Reproduce the following data verbatim, line for line, without altering any character.

□ □ □

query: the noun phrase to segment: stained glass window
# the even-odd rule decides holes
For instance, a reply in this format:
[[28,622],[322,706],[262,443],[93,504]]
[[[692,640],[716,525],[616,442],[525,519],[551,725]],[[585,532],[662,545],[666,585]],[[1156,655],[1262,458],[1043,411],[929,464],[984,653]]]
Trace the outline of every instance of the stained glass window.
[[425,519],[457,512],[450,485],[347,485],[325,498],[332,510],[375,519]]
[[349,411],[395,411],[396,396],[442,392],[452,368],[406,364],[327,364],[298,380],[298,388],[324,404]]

□ □ □

Task solution –
query: the noun phrase to segment: stained glass window
# the even-odd rule decides holes
For instance, a reply in this format:
[[28,622],[322,706],[262,443],[93,504]]
[[[692,640],[716,525],[616,442],[525,519],[551,725]],[[585,532],[662,545],[666,585]],[[1156,655],[1262,458],[1043,411],[929,464],[984,653]]]
Trace the outline of every instance of the stained glass window.
[[425,519],[457,512],[450,485],[347,485],[325,498],[332,510],[375,519]]
[[349,411],[395,411],[396,396],[442,392],[452,368],[406,364],[327,364],[298,380],[298,388],[324,404]]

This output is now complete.